*WHAT IS REQUIRED*: Pick out every line in the entries below that contains the string "instances", and copy each such line in full.

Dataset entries
>> start

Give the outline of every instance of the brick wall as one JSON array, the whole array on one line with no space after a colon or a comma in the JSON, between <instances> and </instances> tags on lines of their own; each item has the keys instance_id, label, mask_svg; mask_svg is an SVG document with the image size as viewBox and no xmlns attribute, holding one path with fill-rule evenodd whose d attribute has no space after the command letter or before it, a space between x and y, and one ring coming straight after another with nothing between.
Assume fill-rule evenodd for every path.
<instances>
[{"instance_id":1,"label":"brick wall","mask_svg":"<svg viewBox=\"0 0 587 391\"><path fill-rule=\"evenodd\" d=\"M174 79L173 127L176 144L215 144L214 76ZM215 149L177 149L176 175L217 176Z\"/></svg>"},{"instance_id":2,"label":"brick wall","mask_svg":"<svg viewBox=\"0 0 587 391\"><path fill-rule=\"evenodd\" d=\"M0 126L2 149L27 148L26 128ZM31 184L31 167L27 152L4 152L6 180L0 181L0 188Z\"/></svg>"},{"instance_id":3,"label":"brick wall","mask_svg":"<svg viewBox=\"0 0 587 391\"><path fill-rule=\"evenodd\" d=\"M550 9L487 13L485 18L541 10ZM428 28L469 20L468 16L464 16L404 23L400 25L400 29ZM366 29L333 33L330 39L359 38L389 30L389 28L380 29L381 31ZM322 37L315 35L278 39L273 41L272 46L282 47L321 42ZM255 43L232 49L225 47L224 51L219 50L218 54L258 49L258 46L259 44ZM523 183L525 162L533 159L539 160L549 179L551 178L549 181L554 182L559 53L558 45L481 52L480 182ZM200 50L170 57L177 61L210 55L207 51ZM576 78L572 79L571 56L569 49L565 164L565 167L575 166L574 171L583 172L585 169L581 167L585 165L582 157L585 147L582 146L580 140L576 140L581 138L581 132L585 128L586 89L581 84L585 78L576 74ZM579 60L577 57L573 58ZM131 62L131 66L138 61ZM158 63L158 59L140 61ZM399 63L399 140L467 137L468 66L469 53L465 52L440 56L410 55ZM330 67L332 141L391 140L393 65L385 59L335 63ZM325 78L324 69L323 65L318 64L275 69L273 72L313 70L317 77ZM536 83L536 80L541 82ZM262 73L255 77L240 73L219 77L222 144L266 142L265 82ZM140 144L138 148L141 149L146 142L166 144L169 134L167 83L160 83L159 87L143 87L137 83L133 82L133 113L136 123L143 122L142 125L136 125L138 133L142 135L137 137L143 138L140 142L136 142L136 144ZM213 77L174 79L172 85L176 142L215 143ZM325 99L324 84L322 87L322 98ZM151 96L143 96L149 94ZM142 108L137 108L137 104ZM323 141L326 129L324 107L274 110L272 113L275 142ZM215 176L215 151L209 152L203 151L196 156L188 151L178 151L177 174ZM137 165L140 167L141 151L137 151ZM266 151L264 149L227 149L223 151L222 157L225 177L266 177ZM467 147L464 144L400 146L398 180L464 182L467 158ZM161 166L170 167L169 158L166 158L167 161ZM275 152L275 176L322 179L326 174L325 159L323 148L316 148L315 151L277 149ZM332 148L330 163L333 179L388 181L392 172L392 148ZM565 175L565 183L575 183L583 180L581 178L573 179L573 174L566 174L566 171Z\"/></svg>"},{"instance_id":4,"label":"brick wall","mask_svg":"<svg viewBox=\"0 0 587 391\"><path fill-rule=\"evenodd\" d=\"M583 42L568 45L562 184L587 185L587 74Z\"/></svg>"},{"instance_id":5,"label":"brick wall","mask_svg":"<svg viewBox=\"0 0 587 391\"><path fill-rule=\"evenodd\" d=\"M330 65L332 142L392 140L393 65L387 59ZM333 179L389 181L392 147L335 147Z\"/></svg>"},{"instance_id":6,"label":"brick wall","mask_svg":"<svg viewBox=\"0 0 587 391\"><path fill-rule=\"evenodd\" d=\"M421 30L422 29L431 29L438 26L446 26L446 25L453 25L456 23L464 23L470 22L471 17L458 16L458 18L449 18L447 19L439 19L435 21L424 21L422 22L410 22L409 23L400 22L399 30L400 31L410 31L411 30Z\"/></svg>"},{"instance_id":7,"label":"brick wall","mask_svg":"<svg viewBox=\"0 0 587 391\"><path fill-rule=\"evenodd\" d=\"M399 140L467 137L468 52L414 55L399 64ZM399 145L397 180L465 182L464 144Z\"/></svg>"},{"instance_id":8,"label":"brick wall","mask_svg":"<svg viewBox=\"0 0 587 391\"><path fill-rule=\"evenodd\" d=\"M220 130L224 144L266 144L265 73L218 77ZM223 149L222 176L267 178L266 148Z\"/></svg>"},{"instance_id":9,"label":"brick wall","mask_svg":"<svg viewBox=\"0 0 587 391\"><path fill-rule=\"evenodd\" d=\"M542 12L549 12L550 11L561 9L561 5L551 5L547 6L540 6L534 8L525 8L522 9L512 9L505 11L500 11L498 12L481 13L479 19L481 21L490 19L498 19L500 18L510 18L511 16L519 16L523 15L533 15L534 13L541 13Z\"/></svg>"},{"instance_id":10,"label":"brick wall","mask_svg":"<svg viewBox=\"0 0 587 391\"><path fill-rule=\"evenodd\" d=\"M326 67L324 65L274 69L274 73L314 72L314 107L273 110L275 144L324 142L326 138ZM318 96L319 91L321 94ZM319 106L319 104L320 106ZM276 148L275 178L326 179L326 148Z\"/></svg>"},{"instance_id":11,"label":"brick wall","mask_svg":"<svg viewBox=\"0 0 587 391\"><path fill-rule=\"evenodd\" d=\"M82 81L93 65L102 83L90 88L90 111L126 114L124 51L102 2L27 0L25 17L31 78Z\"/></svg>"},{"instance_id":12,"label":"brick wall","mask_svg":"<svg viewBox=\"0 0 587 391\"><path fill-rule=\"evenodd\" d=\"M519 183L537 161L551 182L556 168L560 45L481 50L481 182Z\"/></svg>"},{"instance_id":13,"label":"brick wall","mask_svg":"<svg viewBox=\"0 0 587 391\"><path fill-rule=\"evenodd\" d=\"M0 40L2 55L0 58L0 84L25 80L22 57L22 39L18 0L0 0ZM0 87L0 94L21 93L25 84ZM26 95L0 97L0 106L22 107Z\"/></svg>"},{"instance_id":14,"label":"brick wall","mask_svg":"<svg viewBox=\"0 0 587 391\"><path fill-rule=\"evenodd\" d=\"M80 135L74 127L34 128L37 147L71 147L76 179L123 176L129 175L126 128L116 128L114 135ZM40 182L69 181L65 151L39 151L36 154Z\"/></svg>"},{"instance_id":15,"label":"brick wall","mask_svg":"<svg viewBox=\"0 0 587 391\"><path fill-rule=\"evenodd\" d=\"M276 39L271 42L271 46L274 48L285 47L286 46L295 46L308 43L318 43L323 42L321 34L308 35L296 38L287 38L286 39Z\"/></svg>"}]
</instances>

>> end

*RESPONSE BELOW*:
Give the outline of every instance of the brick wall as one JSON array, the whole array on one line with no space after a colon or a comma in the JSON, between <instances> and </instances> tags on lines of their own; each item has the keys instance_id, label, mask_svg; mask_svg is an SVG document with the image size as viewBox and no xmlns attribute, holding one path with fill-rule evenodd whose d attribute has no space after the command letter or before it, a space between x and y, and one ring coming straight after another with nothing between.
<instances>
</instances>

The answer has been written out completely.